:: Set task a ::
Retype the part of the passage on the US-EU Trade and Technology Council that begins at the words "The reinvigorated commitment" and ends after the words "reinforce each other.".

Last month, the US-EU Trade and Technology Council (TTC) held its inaugural ministerial in Pittsburgh: US Secretary of State Antony Blinken, Commerce Secretary Gina Raimondo, and Trade Representative Katherine Tai met with European Commissioners Margrethe Vestager and Valdis Dombrovskis. Only three months after the TTC process was launched at the US-EU summit, the two sides committed to significant steps in coordinating policy on issues such as investment screening, export controls, artificial intelligence (AI), semiconductors, and global trade challenges. The meeting also included stakeholder outreach with industry and labor groups, and was followed with further engagements with the private sector and civil society.
Leveraging Half of Global GDP
The TTC’s core logic is that the US and EU can jointly shape the global economic rules for the 21st century, given that the two sides continue to collectively represent nearly half of the world’s income. To be sure, a broader format such as the G-20 represents an even larger proportion of global GDP. But the G-20 also includes authoritarian states such as Russia and China, which do not share the same values and interests as Europe and America. Arguably, the TTC could benefit from the participation of other leading democracies, such as the United Kingdom or Japan, but there are no current plans to expand its membership.
The reinvigorated commitment towards a strong US-EU partnership also saw room for more topical issues to be included into the discussions. The EU seized the opportunity to highlight the importance of climate change for trade, which was welcomed by the US. Both sides agreed that trade policies could not substitute climate legislation, but that the two policy areas should reinforce each other.

:: Supplied material ::
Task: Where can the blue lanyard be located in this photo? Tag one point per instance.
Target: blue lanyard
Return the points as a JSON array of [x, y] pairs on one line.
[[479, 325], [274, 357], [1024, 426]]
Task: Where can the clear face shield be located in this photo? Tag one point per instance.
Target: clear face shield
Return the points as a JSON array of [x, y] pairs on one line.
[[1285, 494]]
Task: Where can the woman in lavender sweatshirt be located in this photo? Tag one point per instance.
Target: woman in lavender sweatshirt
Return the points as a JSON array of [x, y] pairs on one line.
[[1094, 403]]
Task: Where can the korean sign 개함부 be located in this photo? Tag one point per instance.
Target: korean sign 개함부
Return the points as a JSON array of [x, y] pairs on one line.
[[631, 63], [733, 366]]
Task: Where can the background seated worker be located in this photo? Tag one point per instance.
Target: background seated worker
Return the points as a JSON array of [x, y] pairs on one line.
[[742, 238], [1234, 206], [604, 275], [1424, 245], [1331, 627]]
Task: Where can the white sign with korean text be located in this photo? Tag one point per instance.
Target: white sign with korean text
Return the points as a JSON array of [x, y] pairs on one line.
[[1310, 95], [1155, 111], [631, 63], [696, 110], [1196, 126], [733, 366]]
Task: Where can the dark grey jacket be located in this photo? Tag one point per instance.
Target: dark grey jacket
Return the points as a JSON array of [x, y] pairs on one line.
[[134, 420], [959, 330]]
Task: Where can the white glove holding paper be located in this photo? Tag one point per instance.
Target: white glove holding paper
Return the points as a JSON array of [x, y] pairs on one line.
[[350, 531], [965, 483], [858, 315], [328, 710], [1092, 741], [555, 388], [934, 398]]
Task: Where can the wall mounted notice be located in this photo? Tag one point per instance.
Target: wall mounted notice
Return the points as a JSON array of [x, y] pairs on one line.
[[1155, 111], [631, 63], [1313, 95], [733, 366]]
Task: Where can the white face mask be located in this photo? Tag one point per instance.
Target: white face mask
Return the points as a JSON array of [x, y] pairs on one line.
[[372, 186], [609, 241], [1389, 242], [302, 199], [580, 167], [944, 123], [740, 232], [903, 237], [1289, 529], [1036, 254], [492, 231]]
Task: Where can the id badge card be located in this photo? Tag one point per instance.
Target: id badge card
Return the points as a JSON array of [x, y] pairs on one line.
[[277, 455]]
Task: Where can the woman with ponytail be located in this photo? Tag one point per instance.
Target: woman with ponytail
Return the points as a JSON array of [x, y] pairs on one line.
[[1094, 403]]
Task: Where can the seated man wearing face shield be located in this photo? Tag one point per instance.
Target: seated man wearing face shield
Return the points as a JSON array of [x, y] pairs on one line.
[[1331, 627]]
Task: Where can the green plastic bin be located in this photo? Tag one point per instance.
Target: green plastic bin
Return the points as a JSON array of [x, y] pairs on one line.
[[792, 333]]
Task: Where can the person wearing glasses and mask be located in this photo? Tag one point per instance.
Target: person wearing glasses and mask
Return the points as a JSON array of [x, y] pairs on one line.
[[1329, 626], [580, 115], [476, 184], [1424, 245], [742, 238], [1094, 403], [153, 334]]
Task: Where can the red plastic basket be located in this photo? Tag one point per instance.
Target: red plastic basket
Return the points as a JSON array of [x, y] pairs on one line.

:: Set task b ::
Please echo the rows word for word, starting with the first line of the rows and stopping after the line that contains "[[479, 325], [274, 357], [1024, 426]]", with both of those lines included.

:: Full solution a ::
The reinvigorated commitment towards a strong US-EU partnership also saw room for more topical issues to be included into the discussions. The EU seized the opportunity to highlight the importance of climate change for trade, which was welcomed by the US. Both sides agreed that trade policies could not substitute climate legislation, but that the two policy areas should reinforce each other.

:: Full solution b ::
Task: Where can the blue lanyard be located in this photo? Tag one point per instance.
Target: blue lanyard
Return the points as a JSON array of [x, y] pairs on one line.
[[479, 325], [274, 357], [1024, 426]]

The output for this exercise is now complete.